# YOUR INSTRUCTIONS:
Once you reach the line that contains "Target: dark navy shorts", retype it and every line after it exactly, ending with the last line of the entries.

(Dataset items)
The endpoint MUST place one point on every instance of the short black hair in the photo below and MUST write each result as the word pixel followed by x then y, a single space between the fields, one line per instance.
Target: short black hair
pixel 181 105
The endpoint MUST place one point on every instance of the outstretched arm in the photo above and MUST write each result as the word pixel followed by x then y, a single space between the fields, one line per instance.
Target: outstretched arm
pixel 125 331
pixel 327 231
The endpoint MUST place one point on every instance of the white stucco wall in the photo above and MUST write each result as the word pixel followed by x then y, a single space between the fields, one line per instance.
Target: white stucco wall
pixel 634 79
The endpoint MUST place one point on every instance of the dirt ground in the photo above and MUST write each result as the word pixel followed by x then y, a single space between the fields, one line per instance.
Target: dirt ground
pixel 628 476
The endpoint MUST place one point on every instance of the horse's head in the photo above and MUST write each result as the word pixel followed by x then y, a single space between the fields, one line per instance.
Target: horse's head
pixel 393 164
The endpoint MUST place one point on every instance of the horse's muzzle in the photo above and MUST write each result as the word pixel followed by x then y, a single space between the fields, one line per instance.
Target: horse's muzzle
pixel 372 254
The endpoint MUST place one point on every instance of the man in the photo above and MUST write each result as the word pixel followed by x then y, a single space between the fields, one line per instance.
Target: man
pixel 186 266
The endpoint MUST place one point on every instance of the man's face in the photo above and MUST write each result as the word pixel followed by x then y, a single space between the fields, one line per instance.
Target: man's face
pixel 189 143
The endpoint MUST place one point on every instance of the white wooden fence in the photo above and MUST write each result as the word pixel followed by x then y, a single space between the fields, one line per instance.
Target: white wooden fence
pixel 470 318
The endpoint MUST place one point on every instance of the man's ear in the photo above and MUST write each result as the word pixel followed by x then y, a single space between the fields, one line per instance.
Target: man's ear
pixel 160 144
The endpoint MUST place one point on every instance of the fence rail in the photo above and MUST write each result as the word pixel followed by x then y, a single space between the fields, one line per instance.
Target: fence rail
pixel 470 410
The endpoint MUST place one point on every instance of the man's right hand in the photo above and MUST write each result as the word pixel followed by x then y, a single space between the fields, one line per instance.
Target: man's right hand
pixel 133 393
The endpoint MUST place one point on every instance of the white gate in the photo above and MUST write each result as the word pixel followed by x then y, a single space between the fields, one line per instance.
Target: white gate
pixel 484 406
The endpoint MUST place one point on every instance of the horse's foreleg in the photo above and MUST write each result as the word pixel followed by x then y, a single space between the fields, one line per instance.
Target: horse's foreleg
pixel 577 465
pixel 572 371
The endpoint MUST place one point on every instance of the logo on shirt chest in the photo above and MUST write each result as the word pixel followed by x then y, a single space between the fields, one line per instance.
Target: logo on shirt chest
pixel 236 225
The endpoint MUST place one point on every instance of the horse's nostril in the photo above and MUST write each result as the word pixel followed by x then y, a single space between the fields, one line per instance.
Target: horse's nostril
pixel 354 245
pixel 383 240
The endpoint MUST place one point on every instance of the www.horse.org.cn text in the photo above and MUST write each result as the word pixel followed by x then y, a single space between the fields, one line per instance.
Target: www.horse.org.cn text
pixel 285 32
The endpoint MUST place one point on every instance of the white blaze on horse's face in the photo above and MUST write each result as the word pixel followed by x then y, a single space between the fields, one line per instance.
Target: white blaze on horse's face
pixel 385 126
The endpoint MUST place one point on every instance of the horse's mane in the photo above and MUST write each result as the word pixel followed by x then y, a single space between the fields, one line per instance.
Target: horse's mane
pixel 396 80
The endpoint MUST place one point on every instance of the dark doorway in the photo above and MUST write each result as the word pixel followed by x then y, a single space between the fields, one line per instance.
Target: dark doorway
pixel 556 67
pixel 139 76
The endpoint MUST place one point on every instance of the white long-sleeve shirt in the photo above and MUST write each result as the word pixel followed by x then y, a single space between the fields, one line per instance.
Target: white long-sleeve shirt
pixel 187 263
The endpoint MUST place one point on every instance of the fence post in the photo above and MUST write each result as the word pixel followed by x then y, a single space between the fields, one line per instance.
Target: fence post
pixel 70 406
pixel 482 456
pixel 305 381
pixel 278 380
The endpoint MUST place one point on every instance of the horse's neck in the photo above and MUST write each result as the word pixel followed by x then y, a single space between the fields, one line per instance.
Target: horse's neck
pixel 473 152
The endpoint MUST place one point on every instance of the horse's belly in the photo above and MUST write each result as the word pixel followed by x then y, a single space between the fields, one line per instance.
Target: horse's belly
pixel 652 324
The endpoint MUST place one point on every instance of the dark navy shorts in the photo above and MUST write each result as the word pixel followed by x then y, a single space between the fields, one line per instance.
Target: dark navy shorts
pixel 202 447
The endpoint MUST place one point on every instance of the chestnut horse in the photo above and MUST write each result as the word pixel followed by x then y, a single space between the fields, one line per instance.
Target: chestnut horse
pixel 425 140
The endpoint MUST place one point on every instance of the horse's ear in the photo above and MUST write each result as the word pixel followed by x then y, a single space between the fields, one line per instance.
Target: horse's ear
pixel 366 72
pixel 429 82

# REPLY TO THE EXERCISE:
Target: dark navy shorts
pixel 202 447
The endpoint MUST place one point on every instance of the chestnut horse in the photo above and MUST write each result as the word pixel followed by x then y, a single space between the fields, one line per instance.
Target: chestnut horse
pixel 425 140
The endpoint MUST place one point on every instance of the horse's ear in the photo above and MUST write each result as the word pixel followed by x then y, a single space between the fields, one line per instance.
Target: horse's ear
pixel 366 72
pixel 429 82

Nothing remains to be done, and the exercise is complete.